Aufgabenstellung:
Wie viele Jahre dauerte laut dem Text über die Venuspassage die Odyssee des Astronomen Guillaume Le Gentil?

Lesetext:
******

Die Venuspassage

Venustransit vom 8.6.2004, Bild: David Cortner
"Moment", sagt der junge Mann, zieht sein iPhone aus der Hosentasche und hält es zum Nachthimmel hoch "das ist die Venus, und das da, das ist der Stier". "Echt, das ist ja cool" meint die junge Frau. Mit dem Handy hatte der junge Mann sich mal eben die aktuellen Sternenpositionen life anzeigen lassen. Er steckte das Handy wieder ein, sie küssten sich und zogen weiter. So sehen heutzutage die Dates unterm Sternenhimmel aus. Die 
Wiki-Generation, die ihr Gedächtnis in irgendwelchen Clouds parkt, um es jederzeit, egal wo, abzurufen, zu teilen, zu twittern, muss derartige Informationen nicht im eigenen Gehirn speichern. Wozu die mentale Anstrengung, wenn man doch alles  googeln kann? 
Oder sich 'ne App laden? Wenn ich ehrlich bin, genieße ich auch das World Wide Web und die App, die den Sternenhimmel in Echtzeit anzeigt.

Horoskop: Le Gentil, 12.9.1725 in Coutances F
Gerne erinnere ich aber auch an die Zeiten, als Astronomie noch ein echtes Abenteuer war. Da gibt es z.B. die Geschichte der 11 Jahre dauernden Odyssee des Astronomen Guillaume Le Gentil. Ausgeschickt von der französischen Akademie der Wissenschaften wollte er 1761 einen Venustransit in Pondicherry Indien beobachten. Die Reise war sehr kompliziert und abenteuerlich. Beim ersten Transit 1761 steckte er mit seinem Schiff auf dem Pazifik fest. Durch die Schiffsschwankungen wurden seine Messungen unbrauchbar. Der nächste Transit war acht Jahre später. Es lohnte sich also nicht, nach Hause zu fahren. Über Madagaskar, Mauritius und die Philippinen gelangte Le Gentil nach Indien. Dort wartete er auf den Tag des Transits - hatte allerdings wiederum großes Pech, denn der Himmel war komplett bewölkt und wieder war keine Beobachtung möglich. Gentil war verzweifelt und wurde daraufhin sehr krank. Unter großen Mühen und sehr schwierigen Umständen kehrte er wieder nach Frankreich zurück, um dann festzustellen, dass man ihn für tot erklärt hatte und sein Besitz bereits aufgeteilt war. Für Gentil gab es keinen weiteren Venustransit mehr, da sich diese astronomische Spezialität nur alle 122 Jahre wiederholt. Tragisch gelaufen und lebensbestimmend. Zu lesen als Roman  
"Die Venuspassage" von Lorenz Schröter, der historisch korrekt und trotzdem spannend erzählt. Ich habe das Buch sehr gerne gelesen.

******

Bereitgestellte Daten:

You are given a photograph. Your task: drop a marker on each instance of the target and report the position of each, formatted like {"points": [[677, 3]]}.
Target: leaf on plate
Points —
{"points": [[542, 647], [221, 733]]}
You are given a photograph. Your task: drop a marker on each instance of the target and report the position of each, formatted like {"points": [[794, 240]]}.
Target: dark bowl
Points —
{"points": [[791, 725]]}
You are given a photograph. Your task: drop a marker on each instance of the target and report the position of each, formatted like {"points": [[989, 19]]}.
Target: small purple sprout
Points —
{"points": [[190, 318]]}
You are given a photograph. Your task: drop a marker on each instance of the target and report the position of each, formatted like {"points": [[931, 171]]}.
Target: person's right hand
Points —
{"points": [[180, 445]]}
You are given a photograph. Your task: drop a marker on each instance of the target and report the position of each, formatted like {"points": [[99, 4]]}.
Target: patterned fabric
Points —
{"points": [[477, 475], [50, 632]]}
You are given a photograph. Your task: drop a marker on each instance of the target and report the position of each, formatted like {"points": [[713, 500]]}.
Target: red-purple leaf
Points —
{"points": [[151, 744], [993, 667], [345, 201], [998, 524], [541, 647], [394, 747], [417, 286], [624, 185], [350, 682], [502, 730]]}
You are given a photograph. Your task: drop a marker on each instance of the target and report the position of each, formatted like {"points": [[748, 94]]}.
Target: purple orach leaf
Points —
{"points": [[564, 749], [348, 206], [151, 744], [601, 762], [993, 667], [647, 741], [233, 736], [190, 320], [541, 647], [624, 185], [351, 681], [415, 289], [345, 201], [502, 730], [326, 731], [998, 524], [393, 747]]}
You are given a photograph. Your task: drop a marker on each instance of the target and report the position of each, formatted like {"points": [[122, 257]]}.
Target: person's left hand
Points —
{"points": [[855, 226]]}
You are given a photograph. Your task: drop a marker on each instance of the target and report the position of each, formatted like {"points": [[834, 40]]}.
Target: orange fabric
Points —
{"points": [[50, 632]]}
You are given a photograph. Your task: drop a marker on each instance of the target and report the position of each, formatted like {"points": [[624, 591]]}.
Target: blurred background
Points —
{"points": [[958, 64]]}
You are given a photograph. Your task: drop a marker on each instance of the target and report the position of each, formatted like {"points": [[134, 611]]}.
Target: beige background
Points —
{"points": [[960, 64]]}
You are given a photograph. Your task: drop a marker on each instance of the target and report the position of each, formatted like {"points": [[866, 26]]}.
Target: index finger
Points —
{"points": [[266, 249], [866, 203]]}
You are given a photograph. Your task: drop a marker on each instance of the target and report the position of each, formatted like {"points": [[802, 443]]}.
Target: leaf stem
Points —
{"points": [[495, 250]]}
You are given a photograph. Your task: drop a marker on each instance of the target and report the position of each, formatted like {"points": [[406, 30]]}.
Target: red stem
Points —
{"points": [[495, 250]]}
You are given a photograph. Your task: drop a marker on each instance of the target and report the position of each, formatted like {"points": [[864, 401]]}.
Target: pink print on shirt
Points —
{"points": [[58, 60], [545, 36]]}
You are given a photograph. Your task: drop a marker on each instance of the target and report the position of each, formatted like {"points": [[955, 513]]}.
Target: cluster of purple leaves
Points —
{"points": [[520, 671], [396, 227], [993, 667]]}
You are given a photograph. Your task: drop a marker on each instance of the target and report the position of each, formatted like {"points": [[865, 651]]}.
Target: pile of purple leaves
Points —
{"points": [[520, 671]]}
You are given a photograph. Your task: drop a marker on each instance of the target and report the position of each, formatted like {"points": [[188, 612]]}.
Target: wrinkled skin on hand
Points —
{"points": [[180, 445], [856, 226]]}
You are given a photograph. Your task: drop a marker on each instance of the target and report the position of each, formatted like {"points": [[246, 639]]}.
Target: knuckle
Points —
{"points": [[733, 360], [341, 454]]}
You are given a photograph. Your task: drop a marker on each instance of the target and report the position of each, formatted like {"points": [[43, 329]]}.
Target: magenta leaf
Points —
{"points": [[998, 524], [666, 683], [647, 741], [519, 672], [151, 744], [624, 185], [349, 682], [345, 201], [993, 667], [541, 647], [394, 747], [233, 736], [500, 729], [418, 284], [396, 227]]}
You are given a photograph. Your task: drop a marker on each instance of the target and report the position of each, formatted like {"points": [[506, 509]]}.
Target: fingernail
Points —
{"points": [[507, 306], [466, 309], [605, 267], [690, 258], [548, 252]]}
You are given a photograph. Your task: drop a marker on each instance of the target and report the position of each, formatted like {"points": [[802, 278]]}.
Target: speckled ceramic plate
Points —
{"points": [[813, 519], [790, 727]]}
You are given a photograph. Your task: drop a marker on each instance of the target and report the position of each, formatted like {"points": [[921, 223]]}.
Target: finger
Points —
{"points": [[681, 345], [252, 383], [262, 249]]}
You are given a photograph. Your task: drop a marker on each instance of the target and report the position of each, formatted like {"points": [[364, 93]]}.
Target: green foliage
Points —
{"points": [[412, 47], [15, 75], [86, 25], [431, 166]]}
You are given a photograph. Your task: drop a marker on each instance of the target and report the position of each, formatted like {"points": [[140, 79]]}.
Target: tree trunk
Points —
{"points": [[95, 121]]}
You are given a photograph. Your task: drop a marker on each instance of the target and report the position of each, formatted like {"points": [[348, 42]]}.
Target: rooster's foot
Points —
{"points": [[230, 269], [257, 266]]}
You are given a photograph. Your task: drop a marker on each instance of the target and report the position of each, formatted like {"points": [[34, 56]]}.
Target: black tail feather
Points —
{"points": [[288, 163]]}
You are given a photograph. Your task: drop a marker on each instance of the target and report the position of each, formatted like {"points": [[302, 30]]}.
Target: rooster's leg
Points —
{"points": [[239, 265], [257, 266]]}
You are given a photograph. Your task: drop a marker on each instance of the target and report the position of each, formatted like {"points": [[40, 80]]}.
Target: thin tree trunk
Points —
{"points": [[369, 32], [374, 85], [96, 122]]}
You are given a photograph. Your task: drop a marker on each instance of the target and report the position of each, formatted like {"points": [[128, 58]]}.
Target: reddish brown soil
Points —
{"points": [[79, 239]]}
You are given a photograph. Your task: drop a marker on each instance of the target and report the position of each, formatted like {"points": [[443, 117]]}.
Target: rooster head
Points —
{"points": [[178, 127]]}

******

Ergebnis:
Sie dauerte 11 Jahre.